» WORK ITEM
Repeat the lines of the listing below exactly, starting at the line that contains "of the utility" and running through the last line, both included, and only those.

» RECORDS FOR THE TASK
★ ★ ★ ★
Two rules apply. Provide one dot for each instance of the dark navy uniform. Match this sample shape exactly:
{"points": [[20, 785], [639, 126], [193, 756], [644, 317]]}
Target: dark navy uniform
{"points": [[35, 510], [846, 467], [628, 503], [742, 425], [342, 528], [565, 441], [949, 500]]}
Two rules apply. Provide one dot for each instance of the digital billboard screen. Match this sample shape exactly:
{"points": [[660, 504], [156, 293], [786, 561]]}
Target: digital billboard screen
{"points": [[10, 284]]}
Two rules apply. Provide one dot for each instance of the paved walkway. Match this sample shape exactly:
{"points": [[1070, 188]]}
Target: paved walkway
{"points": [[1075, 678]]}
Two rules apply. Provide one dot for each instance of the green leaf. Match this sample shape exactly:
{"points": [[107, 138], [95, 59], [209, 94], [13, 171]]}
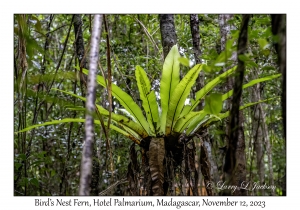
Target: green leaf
{"points": [[126, 101], [148, 97], [119, 119], [182, 91], [35, 182], [268, 68], [213, 103], [183, 122], [169, 80], [209, 86], [206, 68], [184, 61], [263, 43]]}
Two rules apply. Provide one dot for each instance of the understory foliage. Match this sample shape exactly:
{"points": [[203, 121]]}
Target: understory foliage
{"points": [[158, 113], [166, 136]]}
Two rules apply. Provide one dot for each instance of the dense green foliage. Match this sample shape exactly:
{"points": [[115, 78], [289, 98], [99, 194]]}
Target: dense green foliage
{"points": [[47, 89]]}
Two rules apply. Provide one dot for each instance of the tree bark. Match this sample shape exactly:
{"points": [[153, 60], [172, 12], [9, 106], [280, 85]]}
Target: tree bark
{"points": [[235, 167], [168, 33], [279, 30], [87, 154], [258, 137]]}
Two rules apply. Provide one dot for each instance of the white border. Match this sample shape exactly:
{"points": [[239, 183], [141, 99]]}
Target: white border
{"points": [[8, 8]]}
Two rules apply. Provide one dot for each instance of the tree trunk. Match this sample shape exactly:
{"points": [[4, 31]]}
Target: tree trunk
{"points": [[279, 29], [168, 33], [258, 137], [235, 161], [87, 154]]}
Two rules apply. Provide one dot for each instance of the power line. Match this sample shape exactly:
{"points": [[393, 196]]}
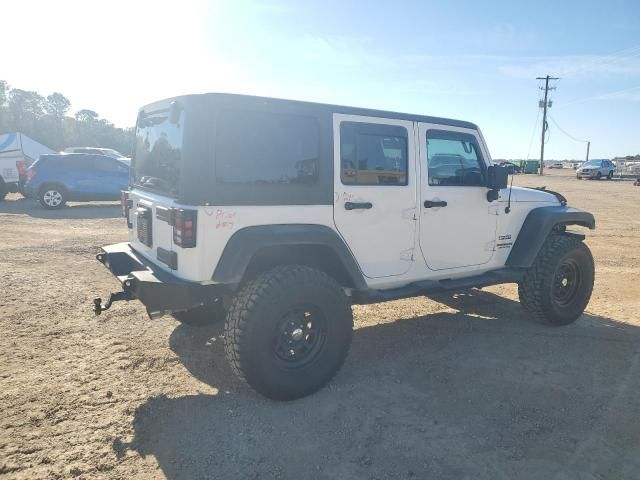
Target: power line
{"points": [[598, 95], [533, 132], [611, 58], [544, 104], [565, 132]]}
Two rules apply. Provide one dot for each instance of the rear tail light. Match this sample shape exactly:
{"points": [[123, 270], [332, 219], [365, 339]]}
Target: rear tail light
{"points": [[124, 196], [184, 228], [143, 222]]}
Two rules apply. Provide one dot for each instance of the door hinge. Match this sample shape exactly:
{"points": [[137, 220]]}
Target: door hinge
{"points": [[407, 255], [409, 214]]}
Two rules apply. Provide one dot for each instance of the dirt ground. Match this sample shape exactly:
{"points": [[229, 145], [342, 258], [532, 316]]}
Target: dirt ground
{"points": [[459, 386]]}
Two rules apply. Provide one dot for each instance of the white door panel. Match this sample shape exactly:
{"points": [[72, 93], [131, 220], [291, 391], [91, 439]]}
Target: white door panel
{"points": [[376, 218], [462, 232]]}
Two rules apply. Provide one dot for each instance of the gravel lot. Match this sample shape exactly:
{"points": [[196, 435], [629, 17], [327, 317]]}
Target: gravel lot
{"points": [[459, 386]]}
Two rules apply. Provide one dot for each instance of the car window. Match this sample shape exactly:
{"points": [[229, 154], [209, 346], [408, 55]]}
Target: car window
{"points": [[105, 164], [75, 162], [454, 159], [373, 154], [266, 148]]}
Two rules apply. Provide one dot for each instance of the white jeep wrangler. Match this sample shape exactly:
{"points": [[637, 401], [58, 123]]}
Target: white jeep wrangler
{"points": [[283, 214]]}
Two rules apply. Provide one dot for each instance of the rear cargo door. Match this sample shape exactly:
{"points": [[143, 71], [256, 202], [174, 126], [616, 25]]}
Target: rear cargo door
{"points": [[155, 179]]}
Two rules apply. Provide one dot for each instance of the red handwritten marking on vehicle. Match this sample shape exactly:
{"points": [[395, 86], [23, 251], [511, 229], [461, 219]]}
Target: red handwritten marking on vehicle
{"points": [[224, 225]]}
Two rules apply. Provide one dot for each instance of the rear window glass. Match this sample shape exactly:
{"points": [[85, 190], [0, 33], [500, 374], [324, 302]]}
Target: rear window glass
{"points": [[266, 148], [158, 154], [373, 154]]}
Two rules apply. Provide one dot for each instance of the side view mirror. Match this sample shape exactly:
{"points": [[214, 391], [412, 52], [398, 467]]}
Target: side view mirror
{"points": [[174, 112], [497, 177]]}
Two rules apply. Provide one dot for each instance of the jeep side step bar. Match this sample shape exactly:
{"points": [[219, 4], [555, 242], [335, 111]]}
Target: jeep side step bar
{"points": [[426, 287]]}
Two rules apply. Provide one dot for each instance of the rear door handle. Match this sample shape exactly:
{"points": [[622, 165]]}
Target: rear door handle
{"points": [[357, 205], [431, 204]]}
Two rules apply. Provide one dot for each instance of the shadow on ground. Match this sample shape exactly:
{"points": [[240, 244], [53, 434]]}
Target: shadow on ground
{"points": [[74, 210], [480, 394]]}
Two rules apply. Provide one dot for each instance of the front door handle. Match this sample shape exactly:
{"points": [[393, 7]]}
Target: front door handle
{"points": [[431, 204], [357, 205]]}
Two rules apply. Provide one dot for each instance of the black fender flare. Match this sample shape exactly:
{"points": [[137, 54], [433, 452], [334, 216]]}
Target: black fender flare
{"points": [[244, 244], [537, 227]]}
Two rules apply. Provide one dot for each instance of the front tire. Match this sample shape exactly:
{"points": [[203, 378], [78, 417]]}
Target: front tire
{"points": [[557, 288], [52, 198], [288, 332]]}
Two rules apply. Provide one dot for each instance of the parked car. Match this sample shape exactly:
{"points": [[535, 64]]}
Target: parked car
{"points": [[512, 168], [17, 152], [596, 169], [110, 152], [55, 179]]}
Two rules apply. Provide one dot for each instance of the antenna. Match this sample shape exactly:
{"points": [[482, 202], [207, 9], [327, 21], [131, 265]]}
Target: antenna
{"points": [[508, 207]]}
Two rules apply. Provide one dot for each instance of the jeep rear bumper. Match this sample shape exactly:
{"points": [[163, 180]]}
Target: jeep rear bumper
{"points": [[159, 291]]}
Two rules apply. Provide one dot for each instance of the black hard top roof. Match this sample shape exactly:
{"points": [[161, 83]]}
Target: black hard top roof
{"points": [[230, 97]]}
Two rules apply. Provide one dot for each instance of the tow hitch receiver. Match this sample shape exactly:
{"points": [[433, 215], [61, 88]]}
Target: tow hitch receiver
{"points": [[99, 307]]}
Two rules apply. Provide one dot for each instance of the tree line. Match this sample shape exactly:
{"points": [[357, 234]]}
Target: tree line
{"points": [[46, 120]]}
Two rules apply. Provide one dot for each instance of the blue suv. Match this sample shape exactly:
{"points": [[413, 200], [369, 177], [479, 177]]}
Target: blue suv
{"points": [[56, 179]]}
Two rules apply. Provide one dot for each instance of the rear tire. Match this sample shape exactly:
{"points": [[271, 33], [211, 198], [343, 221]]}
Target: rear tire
{"points": [[557, 287], [288, 332], [52, 197]]}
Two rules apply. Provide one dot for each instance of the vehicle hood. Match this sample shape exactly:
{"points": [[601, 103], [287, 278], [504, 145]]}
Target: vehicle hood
{"points": [[520, 194]]}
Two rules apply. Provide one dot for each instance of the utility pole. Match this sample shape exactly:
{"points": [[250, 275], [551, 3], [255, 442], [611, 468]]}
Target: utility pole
{"points": [[544, 116], [588, 146]]}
★ ★ ★ ★
» ANSWER FOR THE TASK
Two rules apply. Provide one dot for each instance of the utility pole. Match this sample shape exactly:
{"points": [[250, 275], [551, 3], [255, 442], [611, 468]]}
Target: utility pole
{"points": [[544, 116], [588, 146]]}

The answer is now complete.